→ **What you will do**:
a) List every song title mentioned in the article about The Dummies.
b) Please go on with the article about The Dummies, picking up from its last sentence.

→ **Excerpt provided**:
- Origin: Wolverhampton, England
- Genres: Hard rock
- Years active: 1979–1981
- Labels: Cheapskate Records, Pye Records, Receiver Records Limited

= The Dummies =

The Dummies was a musical project formed by Slade bassist Jim Lea and his brother Frank Lea in 1979. Between 1979 and 1981, they released three singles and recorded a number of original and Slade songs, which were collected on the 1992 album A Day in the Life of the Dummies.

==History==
After returning to the UK from the United States in 1976, Slade found their popularity in decline. During the "lean years" of the late 1970s, the band continued recording and touring, but were met with limited chart success and resistance on radio. Jim Lea wished to find out whether it was his and lead vocalist Noddy Holder's songwriting or simply a reluctance from DJs to play Slade material. He recalled to Chris Charlesworth in 1984: "Slade were passé and couldn't get any radio play at all. I wanted to see whether I could get radio play on my own without people realising the Slade connection."

By this time, Frank Lea had already convinced his brother to record "When the Lights Are Out" as a demo in 1978. Frank took the recording to London where it gained the interest of a major record label, who requested a proper recording be made. The pair then re-recorded the song in March 1979, with Slade drummer Don Powell providing tambourine. However, when the song was presented to the record label, they opted not to release it. Deciding to release it themselves, the Leas then formed Cheapskate Records. Frank wanted to prove that any independent label, with the right promotion and distribution, could release a hit single. Released in December 1979, the pair chose the name The Dummies for their project. The single's B-side, "She's the Only Woman", was a 1975 recording by a band Frank Lea was in.

With 1,000 copies of the single pressed, Frank embarked on a promotional tour across Britain in the effort to generate radio play of the single. He was successful in having the single play-listed on many regional stations. DJ Paul Burnett of BBC Radio 1 chose the song as his "Record of the Week", with the station actively playing the song for three months. It was also Radio Luxembourg's "Record of the Week". However, the single suffered from distribution problems. By the time it was re-released on Pye Records in January 1980, "When the Lights Are Out" was at the end of its airplay run and subsequently failed to chart. In April, it was given a release in Germany.

The extensive airplay of the single convinced the pair to record more material as the Dummies and release a follow-up. Although their version of Slade's "Nobody's Fool" was originally announced as the next single, the idea was scrapped once they had more material recorded. One of the songs, "Didn't You Use to Use to Be You?", was specifically written by Jim and Holder. Featuring Jim's wife Louise on backing vocals, the single was released in August 1980 on Cheapskate. Again the single generated much airplay. It was placed on BBC Radio 1's 'A' playlist and was listed a "Bullet Record" on Radio Luxembourg. In September, the trio appeared on the UK BBC1 show Multi-Coloured Swap Shop to perform the song. It was also chosen as Melody Makers "Pick of the Week" during that month. However, distribution issues again resulted in the single's failure to chart. While it still retained airplay, Dave Robinson of Stiff Records offered to release the single, but negotiations broke down.

→ **Data**:
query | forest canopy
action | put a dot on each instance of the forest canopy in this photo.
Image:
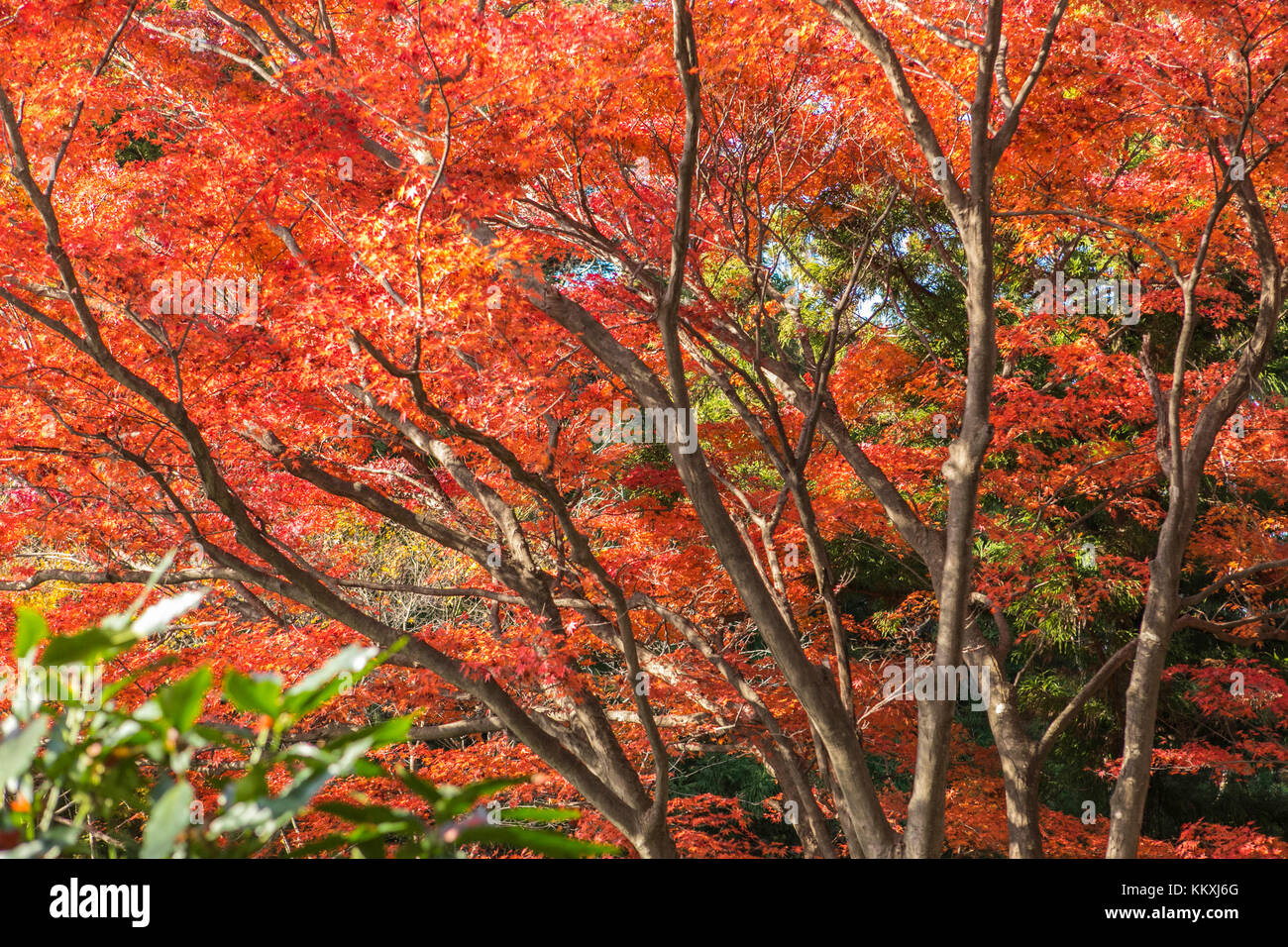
(768, 429)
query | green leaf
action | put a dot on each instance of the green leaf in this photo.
(533, 813)
(384, 733)
(31, 631)
(458, 801)
(170, 815)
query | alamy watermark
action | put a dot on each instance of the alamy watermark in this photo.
(911, 682)
(1061, 296)
(653, 425)
(78, 684)
(176, 296)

→ **Response list**:
a)
"When the Lights Are Out"
"She's the Only Woman"
"Nobody's Fool"
"Didn't You Use to Use to Be You?"

b)
Of the songs recorded along with "Didn't You Use to Use to Be You?" were two further Holder-Lea compositions specifically written for the project; "Maybe Tonite" and "The Minute I Lost Control". Although the remaining songs were covers of Slade originals, one track, "Little Sheila", was not recorded by Slade until a few years later, when it featured on their twelfth studio album Rogues Gallery, released in 1985. "Maybe Tonite" was released as the band's third and final single in February 1981, which gained airplay but did not chart. Jim later recalled: "It proved that the songs I was writing were still viable. That was all I needed to know."

In May 1982, the Dummies recording "Poland", a reworking of Slade's "Lemme Love into Ya", was released by Jim Lea under the pseudonym Greenfields of Tong on Speed Records. Later in December that year, "Didn't You Use to Use to Be You?" was re-released on Speed Records under the new title "One Hit Wonder". Rather than the Dummies, the artist name chosen was the China Dolls. During the late 1980s, Frank was surprised how much second-hand copies of the Dummies singles were selling for. He decided to gather the Dummies recordings, which were released in 1992 by Receiver Records Limited on the album A Day in the Life of the Dummies.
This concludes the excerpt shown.